• **Work to do**
Beneath this sentence is a set of records; write each of them out exactly.

• **Exercise material**
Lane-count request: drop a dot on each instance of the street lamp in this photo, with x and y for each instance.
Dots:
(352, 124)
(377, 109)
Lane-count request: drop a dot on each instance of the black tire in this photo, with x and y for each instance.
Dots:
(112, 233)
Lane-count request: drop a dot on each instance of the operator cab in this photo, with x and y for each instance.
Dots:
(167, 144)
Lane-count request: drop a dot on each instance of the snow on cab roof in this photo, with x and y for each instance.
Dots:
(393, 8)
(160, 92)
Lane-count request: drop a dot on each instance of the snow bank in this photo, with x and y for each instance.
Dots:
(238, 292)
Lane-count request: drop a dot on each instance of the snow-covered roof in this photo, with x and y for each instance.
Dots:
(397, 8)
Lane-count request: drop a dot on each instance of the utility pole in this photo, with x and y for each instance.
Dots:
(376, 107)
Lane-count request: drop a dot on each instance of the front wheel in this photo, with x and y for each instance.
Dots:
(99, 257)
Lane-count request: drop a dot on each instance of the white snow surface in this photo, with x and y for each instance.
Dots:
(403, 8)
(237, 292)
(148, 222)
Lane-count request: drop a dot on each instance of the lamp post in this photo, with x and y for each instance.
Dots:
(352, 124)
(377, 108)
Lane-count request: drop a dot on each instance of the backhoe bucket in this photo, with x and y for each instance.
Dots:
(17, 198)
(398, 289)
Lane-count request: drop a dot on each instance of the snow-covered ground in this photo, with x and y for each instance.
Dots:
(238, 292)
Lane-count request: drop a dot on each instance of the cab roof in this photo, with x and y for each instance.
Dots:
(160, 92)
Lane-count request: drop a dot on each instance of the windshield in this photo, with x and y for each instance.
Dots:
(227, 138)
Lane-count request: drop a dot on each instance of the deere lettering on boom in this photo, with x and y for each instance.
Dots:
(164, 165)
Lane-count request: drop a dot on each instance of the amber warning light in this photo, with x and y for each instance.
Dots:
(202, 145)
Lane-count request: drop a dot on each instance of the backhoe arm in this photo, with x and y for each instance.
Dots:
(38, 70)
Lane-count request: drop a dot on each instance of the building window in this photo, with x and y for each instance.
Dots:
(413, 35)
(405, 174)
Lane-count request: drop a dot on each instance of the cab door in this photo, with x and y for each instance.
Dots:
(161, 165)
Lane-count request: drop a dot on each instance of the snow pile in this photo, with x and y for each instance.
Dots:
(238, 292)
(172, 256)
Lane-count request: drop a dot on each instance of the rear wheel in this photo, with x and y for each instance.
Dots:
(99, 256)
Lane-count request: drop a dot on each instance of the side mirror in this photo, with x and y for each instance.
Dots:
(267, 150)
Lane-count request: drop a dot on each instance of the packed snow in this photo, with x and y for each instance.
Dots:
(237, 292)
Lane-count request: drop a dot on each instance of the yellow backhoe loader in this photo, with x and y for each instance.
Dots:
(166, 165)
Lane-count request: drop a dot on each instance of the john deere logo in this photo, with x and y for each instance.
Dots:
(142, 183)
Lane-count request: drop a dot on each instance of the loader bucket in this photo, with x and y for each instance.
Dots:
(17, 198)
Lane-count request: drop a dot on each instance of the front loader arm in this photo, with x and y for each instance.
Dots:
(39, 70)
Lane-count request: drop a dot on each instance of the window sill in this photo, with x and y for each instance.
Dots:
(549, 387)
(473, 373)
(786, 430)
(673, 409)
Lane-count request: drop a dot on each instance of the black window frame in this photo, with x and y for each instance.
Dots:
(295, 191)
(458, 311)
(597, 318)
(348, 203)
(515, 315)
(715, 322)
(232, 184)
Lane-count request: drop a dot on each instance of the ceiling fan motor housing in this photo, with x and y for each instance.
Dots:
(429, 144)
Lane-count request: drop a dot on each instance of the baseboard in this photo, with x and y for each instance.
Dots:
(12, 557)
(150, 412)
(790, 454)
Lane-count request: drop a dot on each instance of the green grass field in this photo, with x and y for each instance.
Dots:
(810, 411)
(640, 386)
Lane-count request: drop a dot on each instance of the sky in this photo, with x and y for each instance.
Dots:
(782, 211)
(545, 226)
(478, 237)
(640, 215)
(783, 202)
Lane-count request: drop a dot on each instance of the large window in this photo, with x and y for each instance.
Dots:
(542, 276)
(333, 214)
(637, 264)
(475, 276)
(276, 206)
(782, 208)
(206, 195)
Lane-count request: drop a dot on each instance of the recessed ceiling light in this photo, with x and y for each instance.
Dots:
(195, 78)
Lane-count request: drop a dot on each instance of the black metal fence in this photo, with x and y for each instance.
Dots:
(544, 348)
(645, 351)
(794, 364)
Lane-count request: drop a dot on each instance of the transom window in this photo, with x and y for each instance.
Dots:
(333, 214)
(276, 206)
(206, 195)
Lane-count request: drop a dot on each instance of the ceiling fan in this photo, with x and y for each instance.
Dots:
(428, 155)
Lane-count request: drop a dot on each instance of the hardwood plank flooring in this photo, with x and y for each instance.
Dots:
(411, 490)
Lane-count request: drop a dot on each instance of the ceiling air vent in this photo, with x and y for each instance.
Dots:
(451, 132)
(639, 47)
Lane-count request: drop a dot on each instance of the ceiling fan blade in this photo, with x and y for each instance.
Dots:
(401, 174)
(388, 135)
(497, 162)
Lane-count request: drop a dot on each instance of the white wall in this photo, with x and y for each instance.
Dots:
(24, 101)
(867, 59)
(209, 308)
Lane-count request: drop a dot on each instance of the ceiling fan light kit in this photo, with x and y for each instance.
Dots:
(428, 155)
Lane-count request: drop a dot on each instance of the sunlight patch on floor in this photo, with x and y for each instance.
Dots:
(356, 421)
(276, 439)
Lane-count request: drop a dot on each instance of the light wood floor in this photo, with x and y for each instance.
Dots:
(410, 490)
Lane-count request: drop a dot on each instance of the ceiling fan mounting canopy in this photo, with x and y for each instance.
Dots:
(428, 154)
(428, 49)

• **Answer in full**
Lane-count request: drop a dot on each instance of the street lamp in this photo, with x and y for each instance.
Dots:
(352, 124)
(377, 109)
Lane-count request: drop a dot on each instance of the black tire in this photo, with x and y for each instance.
Dots:
(112, 233)
Lane-count request: drop a dot on each instance of the operator cab in this photo, with x and y for each instance.
Dots:
(167, 144)
Lane-count request: drop a dot on each instance of the snow on cab roof in this photo, with x and y for each instance.
Dots:
(393, 8)
(160, 92)
Lane-count request: drop a dot on each instance of the snow bank in this photo, with x and y for each instance.
Dots:
(238, 292)
Lane-count request: drop a dot on each instance of the snow-covered roof in this photo, with x and y for each instance.
Dots:
(397, 8)
Lane-count request: drop a dot on each instance of the utility pole in this photo, with x and y for each instance.
Dots:
(376, 107)
Lane-count request: drop a dot on each instance of the front wheel in this photo, with x and y for each instance.
Dots:
(99, 257)
Lane-count request: drop a dot on each instance of the white snow surface in this photo, with x and y for each instance.
Dots:
(403, 8)
(237, 292)
(148, 222)
Lane-count request: drop a dot on each instance of the lamp post in this photo, with x and y for each instance.
Dots:
(352, 124)
(377, 108)
Lane-count request: drop a dot on each instance of the backhoe bucket in this photo, with x and y for each instance.
Dots:
(17, 198)
(398, 289)
Lane-count request: drop a dot on each instance of the snow-covered ground in this photo, with x and y for each instance.
Dots:
(238, 292)
Lane-count request: drop a dot on each instance of the cab roof in this photo, with x and y for each instance.
Dots:
(160, 92)
Lane-count request: drop a dot on each instance of the windshield in this photo, with x and y for each instance.
Dots:
(227, 138)
Lane-count request: drop a dot on each instance of the deere lettering on boom in this photo, with x and y for each instance.
Dots:
(164, 165)
Lane-count request: drop a dot on each instance of the amber warning light in this photo, with x and y for each instance.
Dots:
(202, 145)
Lane-count request: drop a dot on each instance of the backhoe arm in this photo, with x and y for each instance.
Dots:
(38, 70)
Lane-count request: drop a dot on each instance of the building window in this photo, with x and y for each instance.
Dots:
(413, 35)
(405, 174)
Lane-count request: drop a dot on each instance of the cab door in this photo, with x and y for each instance.
Dots:
(161, 165)
Lane-count request: drop a dot on each instance of the snow pile in this photo, with x and y for each instance.
Dots:
(238, 292)
(172, 256)
Lane-count request: drop a dot on each instance of the rear wheel in this photo, with x and y for each instance.
Dots:
(99, 256)
Lane-count request: drop a dot on each instance of the side mirror in this photo, with x and y for each instance.
Dots:
(267, 150)
Lane-count request: drop a dot on each instance of the packed snow in this photo, with x and y for each instance.
Dots:
(237, 292)
Lane-count request: drop a dot on each instance of the yellow backhoe loader in this photo, with x and y for each instance.
Dots:
(166, 165)
Lane-count request: drop a dot on each instance of the john deere logo in this photo, with x and y for each instance.
Dots:
(142, 183)
Lane-count request: drop a dot on each instance of the loader bucket in this photo, with x and y for each instance.
Dots:
(17, 198)
Lane-count request: drop a dot on each instance of the front loader arm in this photo, with x and y for each instance.
Dots:
(39, 70)
Lane-count request: drop a dot on each instance of the window sill in this photo, with x and y for each instance.
Dots:
(549, 387)
(473, 373)
(786, 430)
(673, 409)
Lane-count request: drop a dot on each instance of the black window frame in this photo, with x and y for each instance.
Dots:
(295, 191)
(458, 311)
(597, 318)
(348, 203)
(515, 315)
(715, 322)
(232, 184)
Lane-count request: drop a dot on each instance of the ceiling fan motor housing in this photo, with x and y for each instance.
Dots:
(429, 144)
Lane-count request: drop a dot on each instance of the baseboard in this photo, with x and y for each instance.
Dots:
(12, 557)
(150, 412)
(790, 454)
Lane-count request: drop a dot on each instance of the green grass field in this photo, with x and y for each instance.
Dots:
(810, 411)
(640, 386)
Lane-count request: drop a dot on each instance of the sky in this photo, with x and y for each instance.
Dots:
(782, 211)
(545, 226)
(478, 237)
(640, 215)
(783, 202)
Lane-count request: drop a dot on each instance of the large window in this photo, with x and y for each instance.
Dots:
(542, 276)
(333, 214)
(637, 264)
(475, 276)
(276, 206)
(782, 208)
(206, 195)
Lane-count request: drop a dot on each instance of the recessed ceiling light in this photo, with x and y for each instance.
Dots:
(195, 78)
Lane-count request: drop a dot on each instance of the black metal fence in this photo, with x and y for each instance.
Dots:
(544, 348)
(645, 351)
(794, 364)
Lane-count request: drop a dot on each instance of the transom window in this photo, with x and y for each instance.
Dots:
(333, 214)
(276, 206)
(206, 195)
Lane-count request: drop a dot on each instance of the ceiling fan in this photo, with x and y for each instance.
Dots:
(428, 155)
Lane-count request: drop a dot on each instance of the hardwood plank flooring in this photo, with x and y for each instance.
Dots:
(411, 490)
Lane-count request: drop a dot on each instance of the ceiling air vent in this photo, with x and y for each instance.
Dots:
(451, 132)
(639, 47)
Lane-count request: drop a dot on each instance of the ceiling fan blade in this photo, with x and y for each instance.
Dots:
(401, 174)
(388, 135)
(497, 162)
Lane-count request: drop a dot on each instance of the white wall in this photo, with x and y for each instance.
Dots:
(24, 101)
(867, 59)
(209, 308)
Lane-count request: drop a dot on each instance of the ceiling fan light kit in this photo, with x and y for each instance.
Dots:
(428, 155)
Lane-count request: drop a dot on each instance of the sunlight patch on floor in this photo, with x and y for each instance.
Dots:
(356, 421)
(276, 439)
Lane-count request: drop a dot on each instance of the light wood floor in this photo, with x and y for each instance.
Dots:
(410, 490)
Lane-count request: drop a dot on each instance of the ceiling fan mounting canopy in this photo, with x and y for each instance.
Dots:
(428, 154)
(428, 49)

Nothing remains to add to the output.